● TO DO
In the records below, find the line containing "Task: set a dot on every instance of the stone arch"; give it again exactly, along with every line that follows, and nothing else.

● EXERCISE MATERIALS

========================

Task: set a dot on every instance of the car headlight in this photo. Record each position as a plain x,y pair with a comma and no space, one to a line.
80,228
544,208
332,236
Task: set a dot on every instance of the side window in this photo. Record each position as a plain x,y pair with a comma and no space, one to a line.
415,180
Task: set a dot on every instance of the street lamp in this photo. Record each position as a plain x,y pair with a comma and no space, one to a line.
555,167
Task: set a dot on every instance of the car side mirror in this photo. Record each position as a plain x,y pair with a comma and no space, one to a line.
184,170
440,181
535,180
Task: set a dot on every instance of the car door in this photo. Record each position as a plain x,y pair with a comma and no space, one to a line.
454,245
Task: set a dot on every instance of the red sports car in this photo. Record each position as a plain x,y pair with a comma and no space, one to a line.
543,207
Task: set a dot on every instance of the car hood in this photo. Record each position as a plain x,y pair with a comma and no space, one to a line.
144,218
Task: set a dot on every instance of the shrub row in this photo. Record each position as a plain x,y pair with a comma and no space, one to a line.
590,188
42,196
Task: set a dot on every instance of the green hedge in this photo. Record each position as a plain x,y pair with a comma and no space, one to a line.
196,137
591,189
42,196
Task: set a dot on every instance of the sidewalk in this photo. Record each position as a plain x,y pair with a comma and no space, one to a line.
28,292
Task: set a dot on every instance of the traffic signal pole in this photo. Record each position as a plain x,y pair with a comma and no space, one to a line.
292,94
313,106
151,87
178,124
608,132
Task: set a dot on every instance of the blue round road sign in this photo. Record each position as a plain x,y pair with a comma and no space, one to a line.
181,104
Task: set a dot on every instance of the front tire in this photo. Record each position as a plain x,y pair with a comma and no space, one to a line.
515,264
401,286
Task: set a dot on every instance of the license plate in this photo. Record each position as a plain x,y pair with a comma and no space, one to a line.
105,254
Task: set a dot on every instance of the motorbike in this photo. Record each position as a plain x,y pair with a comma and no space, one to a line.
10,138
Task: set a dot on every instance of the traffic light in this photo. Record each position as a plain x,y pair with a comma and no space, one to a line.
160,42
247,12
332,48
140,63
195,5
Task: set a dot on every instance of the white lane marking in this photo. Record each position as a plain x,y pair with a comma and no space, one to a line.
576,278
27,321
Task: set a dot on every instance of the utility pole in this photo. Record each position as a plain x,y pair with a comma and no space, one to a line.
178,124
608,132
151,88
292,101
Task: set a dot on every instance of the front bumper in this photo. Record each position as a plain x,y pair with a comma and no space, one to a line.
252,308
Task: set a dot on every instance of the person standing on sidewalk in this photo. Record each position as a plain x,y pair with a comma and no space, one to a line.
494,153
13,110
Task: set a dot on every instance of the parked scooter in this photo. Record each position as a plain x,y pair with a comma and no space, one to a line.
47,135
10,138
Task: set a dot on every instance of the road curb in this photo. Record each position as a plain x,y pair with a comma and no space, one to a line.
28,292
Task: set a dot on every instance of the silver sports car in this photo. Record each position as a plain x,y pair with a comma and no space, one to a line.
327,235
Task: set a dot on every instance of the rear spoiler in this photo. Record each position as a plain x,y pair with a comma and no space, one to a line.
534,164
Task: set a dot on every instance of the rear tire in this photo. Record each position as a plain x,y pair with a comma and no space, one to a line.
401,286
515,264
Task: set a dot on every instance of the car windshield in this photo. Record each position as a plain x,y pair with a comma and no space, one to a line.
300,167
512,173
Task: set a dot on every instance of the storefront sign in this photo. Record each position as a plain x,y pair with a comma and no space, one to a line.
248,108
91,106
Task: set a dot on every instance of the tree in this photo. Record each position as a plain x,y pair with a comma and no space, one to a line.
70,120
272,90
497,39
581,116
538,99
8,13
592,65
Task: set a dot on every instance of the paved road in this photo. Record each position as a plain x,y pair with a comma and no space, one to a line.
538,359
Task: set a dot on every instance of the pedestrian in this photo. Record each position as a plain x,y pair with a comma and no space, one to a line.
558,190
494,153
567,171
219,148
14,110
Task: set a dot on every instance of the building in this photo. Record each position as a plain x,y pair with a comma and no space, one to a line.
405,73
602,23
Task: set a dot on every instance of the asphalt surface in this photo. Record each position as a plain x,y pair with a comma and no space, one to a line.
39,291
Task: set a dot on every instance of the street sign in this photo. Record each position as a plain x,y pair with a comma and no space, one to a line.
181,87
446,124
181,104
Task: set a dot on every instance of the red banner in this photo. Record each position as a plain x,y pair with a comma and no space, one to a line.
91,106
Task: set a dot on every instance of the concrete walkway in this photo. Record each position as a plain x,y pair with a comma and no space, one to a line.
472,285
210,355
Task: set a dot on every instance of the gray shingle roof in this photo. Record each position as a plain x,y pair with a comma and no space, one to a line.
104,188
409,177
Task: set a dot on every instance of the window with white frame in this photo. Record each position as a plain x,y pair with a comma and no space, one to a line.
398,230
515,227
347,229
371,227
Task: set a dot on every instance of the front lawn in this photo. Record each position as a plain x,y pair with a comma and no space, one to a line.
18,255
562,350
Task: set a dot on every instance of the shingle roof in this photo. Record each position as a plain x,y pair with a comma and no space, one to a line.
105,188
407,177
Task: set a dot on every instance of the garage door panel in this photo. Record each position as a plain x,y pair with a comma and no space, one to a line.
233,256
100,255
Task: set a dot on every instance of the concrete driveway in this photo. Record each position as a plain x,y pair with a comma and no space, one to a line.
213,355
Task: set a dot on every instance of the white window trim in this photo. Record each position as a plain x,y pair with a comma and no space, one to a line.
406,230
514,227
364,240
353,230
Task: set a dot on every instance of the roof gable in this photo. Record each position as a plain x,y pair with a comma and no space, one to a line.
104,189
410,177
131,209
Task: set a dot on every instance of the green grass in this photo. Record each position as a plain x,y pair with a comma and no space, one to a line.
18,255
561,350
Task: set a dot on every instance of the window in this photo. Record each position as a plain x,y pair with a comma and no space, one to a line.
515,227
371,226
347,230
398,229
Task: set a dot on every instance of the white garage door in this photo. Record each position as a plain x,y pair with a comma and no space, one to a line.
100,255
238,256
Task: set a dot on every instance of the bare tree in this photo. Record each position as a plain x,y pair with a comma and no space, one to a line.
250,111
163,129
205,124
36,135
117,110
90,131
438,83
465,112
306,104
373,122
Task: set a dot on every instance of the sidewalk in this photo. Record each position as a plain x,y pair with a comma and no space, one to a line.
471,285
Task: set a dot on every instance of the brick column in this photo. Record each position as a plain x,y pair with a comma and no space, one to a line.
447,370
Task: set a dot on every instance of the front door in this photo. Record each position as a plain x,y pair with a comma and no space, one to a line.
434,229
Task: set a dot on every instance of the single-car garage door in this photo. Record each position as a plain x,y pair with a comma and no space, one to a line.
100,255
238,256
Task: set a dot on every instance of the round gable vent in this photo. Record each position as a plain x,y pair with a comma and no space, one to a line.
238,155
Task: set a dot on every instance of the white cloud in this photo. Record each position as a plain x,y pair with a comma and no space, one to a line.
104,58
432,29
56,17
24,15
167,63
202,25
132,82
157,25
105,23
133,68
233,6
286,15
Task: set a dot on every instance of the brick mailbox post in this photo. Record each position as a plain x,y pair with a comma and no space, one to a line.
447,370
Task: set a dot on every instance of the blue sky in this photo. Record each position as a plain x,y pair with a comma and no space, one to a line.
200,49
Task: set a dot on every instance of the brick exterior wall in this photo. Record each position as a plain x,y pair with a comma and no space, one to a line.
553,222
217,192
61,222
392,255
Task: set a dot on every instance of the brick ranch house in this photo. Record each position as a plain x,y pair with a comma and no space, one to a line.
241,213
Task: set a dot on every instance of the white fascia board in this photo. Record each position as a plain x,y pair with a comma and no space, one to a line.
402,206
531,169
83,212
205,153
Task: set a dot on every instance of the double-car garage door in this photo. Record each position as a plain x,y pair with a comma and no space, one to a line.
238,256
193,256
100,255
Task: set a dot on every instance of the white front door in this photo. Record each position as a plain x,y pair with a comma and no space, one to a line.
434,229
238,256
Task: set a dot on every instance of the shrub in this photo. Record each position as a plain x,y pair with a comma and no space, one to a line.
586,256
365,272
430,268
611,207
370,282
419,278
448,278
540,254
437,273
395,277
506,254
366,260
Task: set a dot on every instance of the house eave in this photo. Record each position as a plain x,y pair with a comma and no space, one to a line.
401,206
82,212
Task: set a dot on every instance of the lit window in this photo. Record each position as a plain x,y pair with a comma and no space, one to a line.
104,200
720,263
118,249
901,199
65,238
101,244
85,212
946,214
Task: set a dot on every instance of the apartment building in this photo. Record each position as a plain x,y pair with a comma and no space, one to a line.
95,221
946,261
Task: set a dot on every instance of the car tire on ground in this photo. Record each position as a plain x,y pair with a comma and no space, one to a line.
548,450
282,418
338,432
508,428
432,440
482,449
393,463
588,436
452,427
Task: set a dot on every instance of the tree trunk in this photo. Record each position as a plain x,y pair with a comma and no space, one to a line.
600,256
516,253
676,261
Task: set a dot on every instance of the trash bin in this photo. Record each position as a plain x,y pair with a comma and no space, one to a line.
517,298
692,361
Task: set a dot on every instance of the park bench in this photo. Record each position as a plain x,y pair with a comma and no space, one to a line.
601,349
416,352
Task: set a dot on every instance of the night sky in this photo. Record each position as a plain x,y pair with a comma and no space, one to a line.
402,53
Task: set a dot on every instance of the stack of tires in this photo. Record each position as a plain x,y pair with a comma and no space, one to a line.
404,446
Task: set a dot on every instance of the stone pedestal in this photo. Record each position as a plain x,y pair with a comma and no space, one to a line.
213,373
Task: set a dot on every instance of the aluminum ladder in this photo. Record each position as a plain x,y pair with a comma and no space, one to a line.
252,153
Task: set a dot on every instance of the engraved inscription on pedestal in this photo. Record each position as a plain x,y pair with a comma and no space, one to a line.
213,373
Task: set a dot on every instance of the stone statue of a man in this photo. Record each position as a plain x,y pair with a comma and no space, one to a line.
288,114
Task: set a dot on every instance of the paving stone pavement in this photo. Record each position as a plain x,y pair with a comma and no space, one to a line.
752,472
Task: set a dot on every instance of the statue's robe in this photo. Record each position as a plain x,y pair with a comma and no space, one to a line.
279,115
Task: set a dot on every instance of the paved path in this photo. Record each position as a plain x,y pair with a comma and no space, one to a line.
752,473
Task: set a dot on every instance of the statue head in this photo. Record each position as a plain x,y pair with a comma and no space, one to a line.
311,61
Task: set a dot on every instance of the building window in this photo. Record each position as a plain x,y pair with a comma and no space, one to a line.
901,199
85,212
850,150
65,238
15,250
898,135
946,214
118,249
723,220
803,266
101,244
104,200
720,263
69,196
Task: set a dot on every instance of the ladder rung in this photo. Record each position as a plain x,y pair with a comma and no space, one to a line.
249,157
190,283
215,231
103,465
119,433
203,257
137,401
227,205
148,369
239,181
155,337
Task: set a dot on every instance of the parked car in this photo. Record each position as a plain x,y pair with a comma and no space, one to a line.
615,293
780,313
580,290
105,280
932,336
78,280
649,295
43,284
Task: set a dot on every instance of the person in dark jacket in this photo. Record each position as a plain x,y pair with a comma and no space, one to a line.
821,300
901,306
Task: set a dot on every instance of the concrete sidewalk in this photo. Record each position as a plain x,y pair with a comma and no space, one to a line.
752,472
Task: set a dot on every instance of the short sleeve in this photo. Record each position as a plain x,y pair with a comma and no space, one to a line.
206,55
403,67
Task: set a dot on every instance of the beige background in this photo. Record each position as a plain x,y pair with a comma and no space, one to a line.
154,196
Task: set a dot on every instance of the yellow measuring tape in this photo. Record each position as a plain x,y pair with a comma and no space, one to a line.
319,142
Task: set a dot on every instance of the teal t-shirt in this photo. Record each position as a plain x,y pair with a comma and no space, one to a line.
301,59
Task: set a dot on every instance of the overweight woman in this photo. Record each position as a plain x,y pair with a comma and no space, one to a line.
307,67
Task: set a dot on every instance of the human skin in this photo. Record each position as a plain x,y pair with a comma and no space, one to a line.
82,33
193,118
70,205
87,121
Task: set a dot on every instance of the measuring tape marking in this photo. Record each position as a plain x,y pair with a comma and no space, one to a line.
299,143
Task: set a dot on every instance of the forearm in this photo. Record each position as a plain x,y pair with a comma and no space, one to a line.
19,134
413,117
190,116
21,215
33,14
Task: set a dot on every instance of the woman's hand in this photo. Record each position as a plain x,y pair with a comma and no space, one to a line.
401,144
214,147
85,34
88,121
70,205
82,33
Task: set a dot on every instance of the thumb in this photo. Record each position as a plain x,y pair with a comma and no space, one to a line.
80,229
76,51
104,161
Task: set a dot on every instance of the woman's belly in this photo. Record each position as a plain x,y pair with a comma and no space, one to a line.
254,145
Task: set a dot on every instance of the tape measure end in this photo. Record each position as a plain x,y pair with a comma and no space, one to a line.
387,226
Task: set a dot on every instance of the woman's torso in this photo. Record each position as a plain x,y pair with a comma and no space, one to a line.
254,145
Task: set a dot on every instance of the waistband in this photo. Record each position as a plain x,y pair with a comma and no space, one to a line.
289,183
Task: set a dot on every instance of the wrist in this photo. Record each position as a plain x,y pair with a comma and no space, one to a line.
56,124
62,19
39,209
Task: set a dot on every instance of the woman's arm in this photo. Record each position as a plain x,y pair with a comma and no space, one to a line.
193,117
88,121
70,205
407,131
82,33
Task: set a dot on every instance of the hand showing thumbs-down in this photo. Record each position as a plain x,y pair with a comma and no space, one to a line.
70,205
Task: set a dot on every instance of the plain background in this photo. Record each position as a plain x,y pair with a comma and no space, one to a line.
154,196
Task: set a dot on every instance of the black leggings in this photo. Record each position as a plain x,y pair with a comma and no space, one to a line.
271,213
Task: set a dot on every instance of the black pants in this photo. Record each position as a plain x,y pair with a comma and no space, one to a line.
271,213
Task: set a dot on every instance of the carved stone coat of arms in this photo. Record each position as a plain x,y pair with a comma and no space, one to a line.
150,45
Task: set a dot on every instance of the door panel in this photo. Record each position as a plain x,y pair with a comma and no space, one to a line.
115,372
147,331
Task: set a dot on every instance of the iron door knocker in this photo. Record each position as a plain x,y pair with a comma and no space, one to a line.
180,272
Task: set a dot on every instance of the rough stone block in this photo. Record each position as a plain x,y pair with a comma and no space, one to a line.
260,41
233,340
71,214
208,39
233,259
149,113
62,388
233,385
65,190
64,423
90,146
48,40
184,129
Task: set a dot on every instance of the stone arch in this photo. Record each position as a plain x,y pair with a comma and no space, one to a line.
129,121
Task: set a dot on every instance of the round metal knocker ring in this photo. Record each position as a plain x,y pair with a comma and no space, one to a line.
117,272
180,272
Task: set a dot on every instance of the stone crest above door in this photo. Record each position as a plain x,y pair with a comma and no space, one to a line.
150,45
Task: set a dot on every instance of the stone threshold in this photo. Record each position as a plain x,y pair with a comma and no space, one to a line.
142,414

========================

● REPLY
Task: set a dot on every instance of the stone arch in this photo. Record each position as a plain x,y pair with a comma and no space, one to a line.
129,121
Task: set a dot on every instance of the round metal knocker ring in this photo. Record each position as a plain x,y pair with a comma and no space, one to a line.
117,272
180,272
Task: set a dot on every instance of the stone crest above door in this photo. Record each position as a plain x,y pair with a comma and no space, one to a line.
150,45
Task: set a dot on every instance of the stone threshold in this photo. Record each position as a plain x,y pair with a comma and no space, one to a line.
142,414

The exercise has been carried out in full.